• **PASSAGE TO READ**
----------------------------------------
Ron Remy, MBA is CEO of Mobile Heartbeat of Waltham, MA.
Tell me about yourself and the company.
Mobile Heartbeat is in the clinical communication and collaboration space, which is being renamed as care team collaboration as the market is changing. We’ve been in the business since 2011 with our existing product line. I’ve been the CEO since 2013 and been involved since 2011. We were acquired by a public company back in 2016 and have been a part of them for almost seven years now. We are fully deployed in the market with over 260,000 monthly users, predominantly clinicians in acute care facilities. We have been on premise and are in the process of coming out with our first cloud-based platform.
I have a background in electrical engineering, which is surprisingly pretty useful in the software space, and a minor in computer science, which back in the day was an interesting field that was relatively new.
How did the business change with the pandemic?
It was fascinating, particularly in the first six months. Clients that were fully deployed were really grateful that they had deployed communication capabilities in their facilities. Clients that had partially deployed were calling us and asking us to speed up the process of getting them fully deployed, which was challenging because getting on site in some of these facilities for our staff was not an easy task pre-vaccination. Those that were in the process of evaluating new technology acquisitions — not just us, but anything that was new technology — those opportunities just ground to a halt because there was so much they had to do.
Our existing clients were extremely happy, and we made sure that we were there to support them to keep things running. It was a core to them being able to treat patients effectively. For those that were partially deployed, we sped up the deployments. They saw the value from the places that they had rolled out smartphones and our software, and they wanted it everywhere. Those that hadn’t made a decision to deploy this new technology just stopped. They couldn’t take on any new projects. That lasted until a year or 18 months ago and was a pretty consistent trend.
It works like this in our experience. A health system decides to deploy smartphones to its staff. They do analysis to determine how many smartphones to buy, how many units they have, and how many folks they want to give access to this technology. They put the phones in place and then look at one of the communication companies, Mobile Heartbeat being one of those, as a vendor of choice. They deploy, because the first tool that they need is a communication tool. That’s obvious. Immediately after the tool is deployed, they start seeing some pretty good return on their investment. Then they look at other capabilities that they can put on their smartphones to enhance the clinician experience, improve patient care, or decrease errors.
It’s fascinating how our clients have integrated different pieces of technology onto these smartphones, using Mobile Heartbeat software to glue them all together. That trend is accelerating, and we have clients that are making these integrations on their own. We don’t even know that they’ve integrated other products into our own because they have become so good at it. I’m excited about the trend of the in industry going forward because clients see this as a future-proof path to providing better care and providing a better experience for their clinicians. That’s what we set out to do back in 2011, and we are seeing that come to fruition. The pandemic accelerated how clients pushed their smartphones to their highest capability.
----------------------------------------
• **DATA EXTRACT**
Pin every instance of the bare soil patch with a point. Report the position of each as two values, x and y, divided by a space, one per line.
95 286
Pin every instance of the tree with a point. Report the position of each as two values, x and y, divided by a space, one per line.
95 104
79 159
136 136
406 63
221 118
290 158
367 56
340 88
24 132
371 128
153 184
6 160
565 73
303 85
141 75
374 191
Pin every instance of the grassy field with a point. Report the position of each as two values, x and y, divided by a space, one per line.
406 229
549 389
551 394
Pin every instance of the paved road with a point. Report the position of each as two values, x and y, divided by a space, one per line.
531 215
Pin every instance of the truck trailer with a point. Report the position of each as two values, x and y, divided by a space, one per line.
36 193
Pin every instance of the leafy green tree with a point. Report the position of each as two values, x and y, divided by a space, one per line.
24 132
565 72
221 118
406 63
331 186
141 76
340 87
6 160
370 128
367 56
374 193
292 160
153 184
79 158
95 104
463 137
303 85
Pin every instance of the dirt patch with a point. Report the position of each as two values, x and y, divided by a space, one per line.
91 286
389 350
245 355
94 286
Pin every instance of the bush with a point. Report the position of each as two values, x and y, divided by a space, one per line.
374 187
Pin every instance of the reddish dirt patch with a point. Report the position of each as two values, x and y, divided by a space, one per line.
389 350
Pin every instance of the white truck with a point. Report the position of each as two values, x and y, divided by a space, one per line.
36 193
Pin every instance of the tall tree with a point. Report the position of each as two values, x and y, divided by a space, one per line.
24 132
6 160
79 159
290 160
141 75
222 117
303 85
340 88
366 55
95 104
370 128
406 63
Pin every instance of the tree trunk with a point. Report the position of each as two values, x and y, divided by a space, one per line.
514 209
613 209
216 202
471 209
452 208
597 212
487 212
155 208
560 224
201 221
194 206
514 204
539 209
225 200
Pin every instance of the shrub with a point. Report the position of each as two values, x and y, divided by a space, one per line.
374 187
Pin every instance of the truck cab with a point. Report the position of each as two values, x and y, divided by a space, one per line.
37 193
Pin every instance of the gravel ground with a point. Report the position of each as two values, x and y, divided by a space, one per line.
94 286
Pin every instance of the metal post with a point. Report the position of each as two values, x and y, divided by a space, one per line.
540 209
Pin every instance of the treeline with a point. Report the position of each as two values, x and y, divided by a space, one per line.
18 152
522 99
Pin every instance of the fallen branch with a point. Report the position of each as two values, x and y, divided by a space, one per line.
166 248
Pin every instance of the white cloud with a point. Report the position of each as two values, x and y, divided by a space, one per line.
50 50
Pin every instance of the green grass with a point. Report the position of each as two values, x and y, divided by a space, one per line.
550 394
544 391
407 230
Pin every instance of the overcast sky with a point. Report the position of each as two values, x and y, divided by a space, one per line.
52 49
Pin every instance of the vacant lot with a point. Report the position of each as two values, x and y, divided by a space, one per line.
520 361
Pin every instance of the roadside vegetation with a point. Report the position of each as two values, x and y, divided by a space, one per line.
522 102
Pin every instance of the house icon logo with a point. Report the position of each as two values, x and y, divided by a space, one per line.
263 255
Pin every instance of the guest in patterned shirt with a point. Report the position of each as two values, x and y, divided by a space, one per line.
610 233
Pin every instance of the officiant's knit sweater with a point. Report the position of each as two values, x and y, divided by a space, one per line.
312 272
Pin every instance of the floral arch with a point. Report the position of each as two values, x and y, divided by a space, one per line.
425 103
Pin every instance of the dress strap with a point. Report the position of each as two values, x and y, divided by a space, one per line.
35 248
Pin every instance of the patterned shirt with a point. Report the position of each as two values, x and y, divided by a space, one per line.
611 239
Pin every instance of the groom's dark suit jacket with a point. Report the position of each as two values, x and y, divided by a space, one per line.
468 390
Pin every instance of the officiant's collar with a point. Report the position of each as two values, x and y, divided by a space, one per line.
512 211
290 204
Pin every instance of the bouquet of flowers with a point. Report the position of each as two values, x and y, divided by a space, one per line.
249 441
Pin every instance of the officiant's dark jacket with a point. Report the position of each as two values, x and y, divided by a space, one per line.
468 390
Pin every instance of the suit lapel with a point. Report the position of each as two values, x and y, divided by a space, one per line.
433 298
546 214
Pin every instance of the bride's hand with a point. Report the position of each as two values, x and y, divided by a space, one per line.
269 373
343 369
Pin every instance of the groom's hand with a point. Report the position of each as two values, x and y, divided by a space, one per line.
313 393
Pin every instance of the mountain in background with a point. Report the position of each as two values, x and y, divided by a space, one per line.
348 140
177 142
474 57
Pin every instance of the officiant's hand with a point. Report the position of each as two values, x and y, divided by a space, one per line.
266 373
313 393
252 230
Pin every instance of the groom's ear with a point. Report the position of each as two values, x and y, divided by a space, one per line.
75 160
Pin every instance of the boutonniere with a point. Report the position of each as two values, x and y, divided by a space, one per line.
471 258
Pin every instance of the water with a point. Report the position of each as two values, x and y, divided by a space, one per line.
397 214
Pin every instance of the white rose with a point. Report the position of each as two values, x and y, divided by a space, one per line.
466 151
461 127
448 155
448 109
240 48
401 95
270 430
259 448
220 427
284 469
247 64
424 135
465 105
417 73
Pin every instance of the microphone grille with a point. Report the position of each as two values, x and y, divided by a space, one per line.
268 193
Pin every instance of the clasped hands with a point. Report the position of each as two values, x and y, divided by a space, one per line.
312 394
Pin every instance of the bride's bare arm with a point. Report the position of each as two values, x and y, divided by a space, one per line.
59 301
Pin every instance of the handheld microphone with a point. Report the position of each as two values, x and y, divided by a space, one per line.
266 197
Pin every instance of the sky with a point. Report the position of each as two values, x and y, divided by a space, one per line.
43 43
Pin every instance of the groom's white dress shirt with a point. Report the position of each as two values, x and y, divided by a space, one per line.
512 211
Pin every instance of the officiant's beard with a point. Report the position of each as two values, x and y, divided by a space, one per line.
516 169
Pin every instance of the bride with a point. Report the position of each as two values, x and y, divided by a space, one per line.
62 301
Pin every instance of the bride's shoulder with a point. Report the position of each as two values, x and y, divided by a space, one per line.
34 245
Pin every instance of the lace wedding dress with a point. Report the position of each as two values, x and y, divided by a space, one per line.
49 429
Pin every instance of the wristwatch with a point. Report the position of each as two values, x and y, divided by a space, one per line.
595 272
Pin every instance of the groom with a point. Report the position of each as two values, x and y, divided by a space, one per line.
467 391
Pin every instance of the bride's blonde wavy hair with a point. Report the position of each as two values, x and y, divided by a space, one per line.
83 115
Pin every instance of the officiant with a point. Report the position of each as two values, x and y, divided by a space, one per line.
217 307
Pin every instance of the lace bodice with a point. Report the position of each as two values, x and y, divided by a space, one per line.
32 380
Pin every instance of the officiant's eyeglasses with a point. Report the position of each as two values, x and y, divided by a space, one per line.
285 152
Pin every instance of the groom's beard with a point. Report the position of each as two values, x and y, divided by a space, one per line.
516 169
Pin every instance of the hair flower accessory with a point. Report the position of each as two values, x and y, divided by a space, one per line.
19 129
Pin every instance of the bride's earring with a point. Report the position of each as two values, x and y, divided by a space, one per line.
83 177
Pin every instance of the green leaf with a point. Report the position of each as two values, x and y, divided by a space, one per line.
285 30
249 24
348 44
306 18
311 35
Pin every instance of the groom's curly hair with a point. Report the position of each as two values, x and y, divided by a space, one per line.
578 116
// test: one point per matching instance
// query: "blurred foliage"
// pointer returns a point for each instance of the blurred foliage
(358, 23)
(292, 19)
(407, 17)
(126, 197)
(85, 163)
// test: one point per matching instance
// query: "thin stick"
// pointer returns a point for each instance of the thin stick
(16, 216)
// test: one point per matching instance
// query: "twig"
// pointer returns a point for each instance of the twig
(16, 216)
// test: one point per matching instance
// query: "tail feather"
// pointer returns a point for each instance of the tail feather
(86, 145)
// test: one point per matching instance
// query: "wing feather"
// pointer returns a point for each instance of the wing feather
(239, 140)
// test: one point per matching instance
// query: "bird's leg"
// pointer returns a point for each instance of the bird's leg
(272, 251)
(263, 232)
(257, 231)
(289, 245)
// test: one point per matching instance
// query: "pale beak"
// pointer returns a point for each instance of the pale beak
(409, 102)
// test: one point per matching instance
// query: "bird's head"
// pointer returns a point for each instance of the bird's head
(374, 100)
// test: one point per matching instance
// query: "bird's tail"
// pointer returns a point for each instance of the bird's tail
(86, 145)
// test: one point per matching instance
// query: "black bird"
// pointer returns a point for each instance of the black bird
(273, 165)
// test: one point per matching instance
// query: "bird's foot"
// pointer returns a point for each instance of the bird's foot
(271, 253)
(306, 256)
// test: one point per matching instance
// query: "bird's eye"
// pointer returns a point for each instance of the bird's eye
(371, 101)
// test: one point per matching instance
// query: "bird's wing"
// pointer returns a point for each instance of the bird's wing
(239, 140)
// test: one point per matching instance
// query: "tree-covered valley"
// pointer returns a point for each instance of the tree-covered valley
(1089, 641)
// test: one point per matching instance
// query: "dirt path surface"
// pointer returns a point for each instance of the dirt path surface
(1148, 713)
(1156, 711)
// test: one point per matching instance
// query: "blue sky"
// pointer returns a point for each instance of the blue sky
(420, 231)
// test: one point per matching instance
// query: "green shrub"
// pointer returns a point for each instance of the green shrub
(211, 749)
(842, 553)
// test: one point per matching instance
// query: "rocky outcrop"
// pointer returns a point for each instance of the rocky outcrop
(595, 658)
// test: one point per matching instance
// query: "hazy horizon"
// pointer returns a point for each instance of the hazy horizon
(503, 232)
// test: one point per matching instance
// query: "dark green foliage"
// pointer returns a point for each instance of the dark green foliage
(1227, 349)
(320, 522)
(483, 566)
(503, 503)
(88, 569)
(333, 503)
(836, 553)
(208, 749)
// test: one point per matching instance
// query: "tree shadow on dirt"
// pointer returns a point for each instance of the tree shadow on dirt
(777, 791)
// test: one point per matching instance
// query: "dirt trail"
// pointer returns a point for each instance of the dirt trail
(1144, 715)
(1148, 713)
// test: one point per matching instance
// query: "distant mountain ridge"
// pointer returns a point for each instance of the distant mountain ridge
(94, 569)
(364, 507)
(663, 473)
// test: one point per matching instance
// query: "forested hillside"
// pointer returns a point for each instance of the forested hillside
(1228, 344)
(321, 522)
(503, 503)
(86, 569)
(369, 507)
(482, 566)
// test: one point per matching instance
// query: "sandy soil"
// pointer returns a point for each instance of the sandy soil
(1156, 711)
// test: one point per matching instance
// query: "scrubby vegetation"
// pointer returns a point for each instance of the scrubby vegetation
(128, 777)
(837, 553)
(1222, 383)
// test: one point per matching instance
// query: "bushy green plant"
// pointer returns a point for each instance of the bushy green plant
----------------------------------------
• **WORK INSTRUCTION A**
Which calendar years does the Mobile Heartbeat interview mention? List each one once.
• **WORK INSTRUCTION B**
Rewrite the stretch of the Mobile Heartbeat interview from "I have a background" through "they had to do.", putting "mechanical engineering" in place of "electrical engineering".

• **RESULT A**
2011, 2013, 2016

• **RESULT B**
I have a background in mechanical engineering, which is surprisingly pretty useful in the software space, and a minor in computer science, which back in the day was an interesting field that was relatively new.
How did the business change with the pandemic?
It was fascinating, particularly in the first six months. Clients that were fully deployed were really grateful that they had deployed communication capabilities in their facilities. Clients that had partially deployed were calling us and asking us to speed up the process of getting them fully deployed, which was challenging because getting on site in some of these facilities for our staff was not an easy task pre-vaccination. Those that were in the process of evaluating new technology acquisitions — not just us, but anything that was new technology — those opportunities just ground to a halt because there was so much they had to do.